» **Document text**
— start —

But as easy as it is to dismantle Maher’s assault on Islam with words — the most potent weapon in the arsenal of the ivory tower – it’s equally important to leave intact Maher’s right to argue. Behind the veneer of ignorance, there is unexpected value in his argument.
Many people have made Maher’s argument before. They are not original in nature. Just turn on Fox and you’ll see half a dozen pundits insult Islam frequently. But the value of this episode stems from Maher’s political allegiance. Because Maher is one of the comic chieftains of the American left, liberals are forced to confront his arguments in a manner unlike the way they would respond to some blowhard on conservative radio.
After all, it’s simple enough to turn the other way from the endless fountain of Islamophobic vituperations. In reality, it takes a self-proclaimed liberal such as Bill Maher, who publicly touted a $1 million donation to President Obama’s re-election campaign, to denounce Islam for the defensive machinery of the tolerant-minded to snap into motion.
This isn’t a conspiracy between Bill Maher and conservatives. Rather, it’s an unintentional yet healthy process by which the national discourse advances on an important issue in the wake of an unhealthy public utterance. If nothing else, it is a moment for destructive, unenlightened opinions to be overpowered by the undeniable weight of the facts.
Bill Maher does not deserve a medal for his unwitting support of the progressive movement. And, after criticizing the Yale Atheists, Humanists and Agnostics on his show for not supporting Ayaan Hirsi Ali — “You’re atheists! You should be attacking religion, not siding with the people who hold women down and violate them.” — it’s doubtful the University will confer speaking privileges on the HBO star anytime soon.
But maybe Yale should. Because in the same way Hirsi Ali in her much discussed visit to New Haven in September generated significant campus dialogue over issues of free speech, human dignity and Islam, Maher can also be an unexpected source for constructive conversation on campus. If Maher can’t express his views at an academic institution like Yale, then where can he? This University is and should be committed to the collision of opposing ideas, however onerous and grotesque they may be.
Maher’s status and credentials would have the legitimacy to muster a real, honest, intellectual response from those who find issue with his positions.
Schools such as Yale and Berkeley are the perfect environments for public intellectuals and personalities to debate theology, history and culture. If the academy turns away Maher and others who share his sentiments, then we can’t feign surprise when his hurtful aspersions continue on television. On television, he controls the debate. There may be no intellectual checks and balances on “Real Talk.” Maher can get away with lazy simplifications of Islam in front of Ben Affleck, but he won’t be able to do the same in front of one of a university’s many qualified scholars.
Only words in head-to-head confrontations can ameliorate the plague of hate speech. The media today is polarized. It is too easy for the left and right to shout across from one another without ever actively engaging. Universities should play a greater role in fostering bilateral dialogue.

— end —

» **Problem A**
From the essay on Bill Maher, pull out the passage from "But as easy" to "on conservative radio." word for word.
» **Problem B**
According to the essay on Bill Maher, how large was the donation to President Obama's re-election campaign that Maher publicly touted?

(Entries from a point annotation set)
— start —

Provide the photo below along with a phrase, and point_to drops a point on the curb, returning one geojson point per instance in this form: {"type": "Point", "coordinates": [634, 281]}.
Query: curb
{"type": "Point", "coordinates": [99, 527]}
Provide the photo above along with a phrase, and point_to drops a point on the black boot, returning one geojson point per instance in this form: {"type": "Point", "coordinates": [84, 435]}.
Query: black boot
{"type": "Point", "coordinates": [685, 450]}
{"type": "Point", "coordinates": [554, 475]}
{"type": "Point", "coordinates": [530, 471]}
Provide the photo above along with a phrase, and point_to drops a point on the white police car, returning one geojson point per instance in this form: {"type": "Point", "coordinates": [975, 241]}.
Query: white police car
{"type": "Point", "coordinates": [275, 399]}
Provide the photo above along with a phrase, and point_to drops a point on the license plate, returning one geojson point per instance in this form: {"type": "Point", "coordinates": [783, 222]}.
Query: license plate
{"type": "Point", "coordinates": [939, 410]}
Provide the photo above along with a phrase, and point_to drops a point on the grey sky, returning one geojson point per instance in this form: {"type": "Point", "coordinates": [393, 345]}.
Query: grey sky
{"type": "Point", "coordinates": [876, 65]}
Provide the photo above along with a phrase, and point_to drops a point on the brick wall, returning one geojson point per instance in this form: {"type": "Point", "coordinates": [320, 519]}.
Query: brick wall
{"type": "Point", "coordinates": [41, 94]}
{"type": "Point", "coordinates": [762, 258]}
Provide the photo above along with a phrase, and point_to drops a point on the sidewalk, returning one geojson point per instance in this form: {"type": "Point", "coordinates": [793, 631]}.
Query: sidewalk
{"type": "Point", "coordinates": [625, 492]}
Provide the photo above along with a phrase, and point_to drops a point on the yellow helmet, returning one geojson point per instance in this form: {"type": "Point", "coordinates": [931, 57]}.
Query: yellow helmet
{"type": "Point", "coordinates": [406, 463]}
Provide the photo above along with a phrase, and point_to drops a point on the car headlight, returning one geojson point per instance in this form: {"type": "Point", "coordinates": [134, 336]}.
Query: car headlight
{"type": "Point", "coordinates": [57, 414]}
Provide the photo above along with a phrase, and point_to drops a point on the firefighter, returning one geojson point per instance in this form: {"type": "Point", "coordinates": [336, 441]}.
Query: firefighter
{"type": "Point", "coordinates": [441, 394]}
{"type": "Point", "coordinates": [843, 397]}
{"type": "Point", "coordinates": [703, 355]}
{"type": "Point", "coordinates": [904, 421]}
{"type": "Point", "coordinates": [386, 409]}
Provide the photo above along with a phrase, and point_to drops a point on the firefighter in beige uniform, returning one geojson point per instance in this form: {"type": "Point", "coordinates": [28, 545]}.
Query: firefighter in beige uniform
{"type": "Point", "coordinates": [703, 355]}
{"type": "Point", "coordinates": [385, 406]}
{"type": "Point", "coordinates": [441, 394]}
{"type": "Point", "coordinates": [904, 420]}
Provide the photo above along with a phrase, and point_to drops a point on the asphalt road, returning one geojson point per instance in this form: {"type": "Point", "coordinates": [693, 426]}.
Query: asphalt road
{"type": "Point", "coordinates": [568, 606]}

— end —

» **Task solution A**
But as easy as it is to dismantle Maher’s assault on Islam with words — the most potent weapon in the arsenal of the ivory tower – it’s equally important to leave intact Maher’s right to argue. Behind the veneer of ignorance, there is unexpected value in his argument.
Many people have made Maher’s argument before. They are not original in nature. Just turn on Fox and you’ll see half a dozen pundits insult Islam frequently. But the value of this episode stems from Maher’s political allegiance. Because Maher is one of the comic chieftains of the American left, liberals are forced to confront his arguments in a manner unlike the way they would respond to some blowhard on conservative radio.

» **Task solution B**
$1 million.